## Task instructions:
Rewrite the rows below as a JSON list of strings, with one string for each line and no blank lines.

====================

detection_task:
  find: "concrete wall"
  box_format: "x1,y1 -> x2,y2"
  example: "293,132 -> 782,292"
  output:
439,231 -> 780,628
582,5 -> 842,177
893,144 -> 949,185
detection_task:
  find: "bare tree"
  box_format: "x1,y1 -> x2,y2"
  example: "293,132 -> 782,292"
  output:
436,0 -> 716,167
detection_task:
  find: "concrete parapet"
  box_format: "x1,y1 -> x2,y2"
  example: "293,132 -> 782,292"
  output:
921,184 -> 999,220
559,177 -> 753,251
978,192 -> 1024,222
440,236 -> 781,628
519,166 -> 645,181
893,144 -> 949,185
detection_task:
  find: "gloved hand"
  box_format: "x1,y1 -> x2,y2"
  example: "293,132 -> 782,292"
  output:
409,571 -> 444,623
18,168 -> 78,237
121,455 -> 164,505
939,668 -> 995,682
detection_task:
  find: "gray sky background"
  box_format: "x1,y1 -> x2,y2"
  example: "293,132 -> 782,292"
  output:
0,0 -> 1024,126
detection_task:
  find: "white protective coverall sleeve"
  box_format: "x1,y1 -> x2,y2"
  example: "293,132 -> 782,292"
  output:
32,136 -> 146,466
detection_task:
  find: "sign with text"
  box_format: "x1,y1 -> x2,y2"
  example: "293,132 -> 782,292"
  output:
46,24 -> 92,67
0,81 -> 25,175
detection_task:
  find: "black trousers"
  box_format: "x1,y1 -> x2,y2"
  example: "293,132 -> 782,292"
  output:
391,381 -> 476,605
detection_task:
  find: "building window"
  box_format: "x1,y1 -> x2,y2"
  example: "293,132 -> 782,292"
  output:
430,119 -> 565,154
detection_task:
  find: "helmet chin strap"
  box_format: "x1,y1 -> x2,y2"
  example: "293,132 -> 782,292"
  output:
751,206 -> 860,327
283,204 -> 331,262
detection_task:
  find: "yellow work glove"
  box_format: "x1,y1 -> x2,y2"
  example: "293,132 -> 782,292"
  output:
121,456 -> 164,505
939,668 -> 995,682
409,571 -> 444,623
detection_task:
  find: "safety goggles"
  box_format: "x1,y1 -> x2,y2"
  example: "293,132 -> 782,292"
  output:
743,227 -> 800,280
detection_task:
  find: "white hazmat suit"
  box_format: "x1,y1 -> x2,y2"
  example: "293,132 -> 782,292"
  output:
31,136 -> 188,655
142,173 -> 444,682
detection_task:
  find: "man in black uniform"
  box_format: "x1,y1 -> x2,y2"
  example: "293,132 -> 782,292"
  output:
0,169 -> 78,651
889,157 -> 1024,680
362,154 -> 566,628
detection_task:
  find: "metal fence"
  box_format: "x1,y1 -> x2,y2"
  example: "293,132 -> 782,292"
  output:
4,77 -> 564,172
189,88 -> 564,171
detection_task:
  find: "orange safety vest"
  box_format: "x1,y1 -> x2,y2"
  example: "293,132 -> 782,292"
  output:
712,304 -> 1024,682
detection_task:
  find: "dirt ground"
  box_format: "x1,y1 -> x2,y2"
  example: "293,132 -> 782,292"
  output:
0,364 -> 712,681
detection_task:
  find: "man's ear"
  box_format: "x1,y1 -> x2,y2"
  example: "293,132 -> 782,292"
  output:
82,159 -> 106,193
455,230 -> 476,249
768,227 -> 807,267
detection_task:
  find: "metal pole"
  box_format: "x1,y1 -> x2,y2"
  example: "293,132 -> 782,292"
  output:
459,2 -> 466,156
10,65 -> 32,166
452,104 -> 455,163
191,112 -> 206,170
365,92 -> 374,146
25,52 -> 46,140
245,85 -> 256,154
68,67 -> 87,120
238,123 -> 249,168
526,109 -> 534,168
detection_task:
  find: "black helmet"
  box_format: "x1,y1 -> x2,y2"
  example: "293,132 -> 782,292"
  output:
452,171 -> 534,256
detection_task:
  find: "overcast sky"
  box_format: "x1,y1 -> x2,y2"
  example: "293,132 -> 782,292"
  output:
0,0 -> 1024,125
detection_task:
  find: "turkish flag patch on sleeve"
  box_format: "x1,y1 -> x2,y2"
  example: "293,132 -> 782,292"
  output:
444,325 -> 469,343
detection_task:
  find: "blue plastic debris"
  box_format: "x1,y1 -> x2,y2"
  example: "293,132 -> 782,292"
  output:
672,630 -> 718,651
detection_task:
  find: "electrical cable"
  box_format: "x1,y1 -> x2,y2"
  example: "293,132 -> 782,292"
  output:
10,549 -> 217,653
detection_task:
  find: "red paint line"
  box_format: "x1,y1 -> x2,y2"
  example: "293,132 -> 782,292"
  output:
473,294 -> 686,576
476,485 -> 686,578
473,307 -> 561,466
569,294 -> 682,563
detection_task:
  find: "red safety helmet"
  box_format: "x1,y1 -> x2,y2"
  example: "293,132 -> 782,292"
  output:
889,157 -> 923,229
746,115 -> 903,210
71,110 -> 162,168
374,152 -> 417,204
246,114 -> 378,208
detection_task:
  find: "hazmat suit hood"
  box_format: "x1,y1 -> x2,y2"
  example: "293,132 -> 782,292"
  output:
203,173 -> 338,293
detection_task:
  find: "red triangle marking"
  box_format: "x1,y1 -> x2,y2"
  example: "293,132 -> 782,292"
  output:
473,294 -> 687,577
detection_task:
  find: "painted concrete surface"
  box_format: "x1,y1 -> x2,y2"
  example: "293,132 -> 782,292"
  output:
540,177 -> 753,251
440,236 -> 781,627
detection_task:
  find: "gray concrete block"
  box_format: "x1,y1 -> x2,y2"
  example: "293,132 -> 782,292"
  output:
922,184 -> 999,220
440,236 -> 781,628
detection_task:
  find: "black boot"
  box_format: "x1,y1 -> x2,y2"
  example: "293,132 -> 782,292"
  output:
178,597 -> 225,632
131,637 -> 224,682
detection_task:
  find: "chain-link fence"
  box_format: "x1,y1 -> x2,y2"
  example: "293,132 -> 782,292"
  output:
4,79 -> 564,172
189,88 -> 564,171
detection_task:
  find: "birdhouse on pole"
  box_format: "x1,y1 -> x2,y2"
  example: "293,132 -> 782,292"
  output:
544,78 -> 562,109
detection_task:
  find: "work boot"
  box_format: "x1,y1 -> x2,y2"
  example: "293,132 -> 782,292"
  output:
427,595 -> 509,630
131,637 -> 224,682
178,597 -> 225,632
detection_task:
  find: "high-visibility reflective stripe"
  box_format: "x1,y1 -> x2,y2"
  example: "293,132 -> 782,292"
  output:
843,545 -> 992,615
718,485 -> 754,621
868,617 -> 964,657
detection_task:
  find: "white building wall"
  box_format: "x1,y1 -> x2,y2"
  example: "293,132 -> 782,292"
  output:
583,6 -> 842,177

====================

## Answer below:
[
  "detection_task:",
  "  find: \"concrete wall\"",
  "  box_format: \"x1,y1 -> x2,y2\"",
  "  example: \"293,132 -> 782,292\"",
  "  output:",
  "439,231 -> 780,628",
  "582,5 -> 842,177",
  "893,144 -> 949,185",
  "detection_task:",
  "  find: \"bare tree\"",
  "  box_format: \"x1,y1 -> x2,y2\"",
  "  example: \"293,132 -> 782,292\"",
  "  output:",
  "436,0 -> 716,167",
  "detection_task:",
  "  find: \"concrete parapet\"",
  "  box_format: \"x1,y1 -> x2,y2\"",
  "  example: \"293,132 -> 782,292\"",
  "  output:",
  "921,184 -> 999,220",
  "559,177 -> 753,251",
  "978,192 -> 1024,222",
  "440,236 -> 781,628",
  "519,166 -> 645,181",
  "893,144 -> 949,185",
  "detection_task:",
  "  find: \"gloved hand\"",
  "  box_format: \"x1,y1 -> x2,y2\"",
  "  example: \"293,132 -> 782,292\"",
  "  output:",
  "409,571 -> 444,623",
  "18,168 -> 78,237",
  "121,455 -> 164,505",
  "939,668 -> 995,682",
  "detection_task:",
  "  find: \"gray sky background\"",
  "  box_format: \"x1,y1 -> x2,y2\"",
  "  example: \"293,132 -> 782,292\"",
  "  output:",
  "0,0 -> 1024,126",
  "detection_task:",
  "  find: \"white protective coverall sleeve\"",
  "  box_format: \"x1,y1 -> x2,y2\"",
  "  example: \"293,132 -> 782,292\"",
  "  output:",
  "32,136 -> 146,466",
  "detection_task:",
  "  find: \"sign with text\"",
  "  box_format: \"x1,y1 -> x2,y2\"",
  "  example: \"293,132 -> 782,292\"",
  "  output:",
  "46,24 -> 92,67",
  "0,81 -> 25,175",
  "detection_task:",
  "  find: \"black trousers\"",
  "  box_format: \"x1,y1 -> x2,y2\"",
  "  example: \"293,132 -> 782,292\"",
  "  output:",
  "391,381 -> 476,605",
  "detection_task:",
  "  find: \"building window\"",
  "  box_format: \"x1,y1 -> x2,y2\"",
  "  example: \"293,132 -> 782,292\"",
  "  output:",
  "430,119 -> 565,154",
  "detection_task:",
  "  find: \"helmet chin strap\"",
  "  box_format: \"x1,y1 -> x2,y2\"",
  "  example: \"293,132 -> 782,292\"",
  "  output:",
  "751,206 -> 860,327",
  "283,204 -> 331,262",
  "detection_task:",
  "  find: \"yellow work glove\"",
  "  box_format: \"x1,y1 -> x2,y2\"",
  "  example: \"293,132 -> 782,292\"",
  "  output:",
  "121,456 -> 164,505",
  "939,668 -> 995,682",
  "409,571 -> 444,623",
  "detection_task:",
  "  find: \"safety goggles\"",
  "  box_format: \"x1,y1 -> x2,y2\"",
  "  example: \"293,132 -> 782,292\"",
  "  output:",
  "743,227 -> 800,280",
  "detection_task:",
  "  find: \"white hazmat suit\"",
  "  box_format: \"x1,y1 -> x2,y2\"",
  "  example: \"293,132 -> 782,292\"",
  "  output:",
  "31,136 -> 188,655",
  "142,173 -> 444,682",
  "detection_task:",
  "  find: \"man in black uniform\"",
  "  box_format: \"x1,y1 -> x2,y2\"",
  "  example: \"293,132 -> 782,292\"",
  "  output:",
  "0,169 -> 78,651",
  "889,157 -> 1024,680",
  "362,154 -> 566,628",
  "detection_task:",
  "  find: \"metal fence\"",
  "  box_format: \"x1,y1 -> x2,y2\"",
  "  example: \"293,132 -> 782,292\"",
  "  output:",
  "4,77 -> 564,172",
  "189,88 -> 564,171",
  "detection_task:",
  "  find: \"orange safety vest\"",
  "  box_format: \"x1,y1 -> x2,y2\"",
  "  example: \"293,132 -> 782,292\"",
  "  output:",
  "712,304 -> 1024,682",
  "detection_task:",
  "  find: \"dirt ground\"",
  "  box_format: \"x1,y1 -> x2,y2\"",
  "  example: \"293,132 -> 782,292\"",
  "  output:",
  "0,364 -> 712,681",
  "detection_task:",
  "  find: \"man's ear\"",
  "  box_format: \"x1,y1 -> x2,y2\"",
  "  example: \"293,132 -> 782,292\"",
  "  output:",
  "82,159 -> 106,193",
  "455,230 -> 476,249",
  "768,227 -> 807,267",
  "detection_task:",
  "  find: \"metal pole\"",
  "  box_format: \"x1,y1 -> x2,y2\"",
  "  example: \"293,132 -> 782,292\"",
  "  output:",
  "459,2 -> 466,156",
  "10,65 -> 32,166",
  "452,104 -> 455,163",
  "191,112 -> 206,170",
  "365,92 -> 374,146",
  "25,52 -> 46,140",
  "245,85 -> 256,154",
  "68,67 -> 87,120",
  "238,123 -> 249,168",
  "526,109 -> 534,168",
  "detection_task:",
  "  find: \"black helmet\"",
  "  box_format: \"x1,y1 -> x2,y2\"",
  "  example: \"293,132 -> 782,292\"",
  "  output:",
  "452,171 -> 534,256",
  "detection_task:",
  "  find: \"overcast sky\"",
  "  box_format: \"x1,y1 -> x2,y2\"",
  "  example: \"293,132 -> 782,292\"",
  "  output:",
  "0,0 -> 1024,125",
  "detection_task:",
  "  find: \"turkish flag patch on sleeve\"",
  "  box_format: \"x1,y1 -> x2,y2\"",
  "  example: \"293,132 -> 782,292\"",
  "  output:",
  "444,325 -> 469,343",
  "detection_task:",
  "  find: \"blue plastic debris\"",
  "  box_format: \"x1,y1 -> x2,y2\"",
  "  example: \"293,132 -> 782,292\"",
  "  output:",
  "672,630 -> 718,651",
  "detection_task:",
  "  find: \"electrical cable\"",
  "  box_format: \"x1,y1 -> x2,y2\"",
  "  example: \"293,132 -> 782,292\"",
  "  output:",
  "10,549 -> 217,653",
  "detection_task:",
  "  find: \"red paint line\"",
  "  box_format: \"x1,y1 -> x2,y2\"",
  "  example: \"293,132 -> 782,292\"",
  "  output:",
  "473,294 -> 686,576",
  "476,485 -> 686,578",
  "473,307 -> 561,466",
  "569,294 -> 682,563",
  "detection_task:",
  "  find: \"red safety helmet\"",
  "  box_format: \"x1,y1 -> x2,y2\"",
  "  example: \"293,132 -> 782,292\"",
  "  output:",
  "889,157 -> 923,229",
  "746,115 -> 903,210",
  "71,110 -> 162,168",
  "374,152 -> 417,204",
  "246,114 -> 378,208",
  "detection_task:",
  "  find: \"hazmat suit hood\"",
  "  box_format: \"x1,y1 -> x2,y2\"",
  "  example: \"293,132 -> 782,292\"",
  "  output:",
  "203,173 -> 338,293",
  "detection_task:",
  "  find: \"red triangle marking\"",
  "  box_format: \"x1,y1 -> x2,y2\"",
  "  example: \"293,132 -> 782,292\"",
  "  output:",
  "473,294 -> 687,577",
  "detection_task:",
  "  find: \"painted concrete surface\"",
  "  box_format: \"x1,y1 -> x2,y2\"",
  "  example: \"293,132 -> 782,292\"",
  "  output:",
  "540,177 -> 753,251",
  "440,236 -> 781,627",
  "detection_task:",
  "  find: \"gray concrete block\"",
  "  box_format: \"x1,y1 -> x2,y2\"",
  "  example: \"293,132 -> 782,292\"",
  "  output:",
  "922,184 -> 999,220",
  "440,236 -> 781,628",
  "detection_task:",
  "  find: \"black boot\"",
  "  box_format: \"x1,y1 -> x2,y2\"",
  "  example: \"293,132 -> 782,292\"",
  "  output:",
  "178,597 -> 225,632",
  "131,637 -> 224,682",
  "detection_task:",
  "  find: \"chain-link fence\"",
  "  box_format: \"x1,y1 -> x2,y2\"",
  "  example: \"293,132 -> 782,292\"",
  "  output:",
  "4,79 -> 564,172",
  "189,88 -> 564,171",
  "detection_task:",
  "  find: \"birdhouse on pole\"",
  "  box_format: \"x1,y1 -> x2,y2\"",
  "  example: \"293,132 -> 782,292\"",
  "  output:",
  "544,78 -> 562,109",
  "detection_task:",
  "  find: \"work boot\"",
  "  box_format: \"x1,y1 -> x2,y2\"",
  "  example: \"293,132 -> 782,292\"",
  "  output:",
  "427,595 -> 509,630",
  "131,637 -> 224,682",
  "178,597 -> 225,632",
  "detection_task:",
  "  find: \"high-visibility reflective stripe\"",
  "  box_format: \"x1,y1 -> x2,y2\"",
  "  example: \"293,132 -> 782,292\"",
  "  output:",
  "843,545 -> 992,615",
  "718,485 -> 754,621",
  "868,617 -> 964,657",
  "detection_task:",
  "  find: \"white building wall\"",
  "  box_format: \"x1,y1 -> x2,y2\"",
  "  example: \"293,132 -> 782,292\"",
  "  output:",
  "583,6 -> 842,177"
]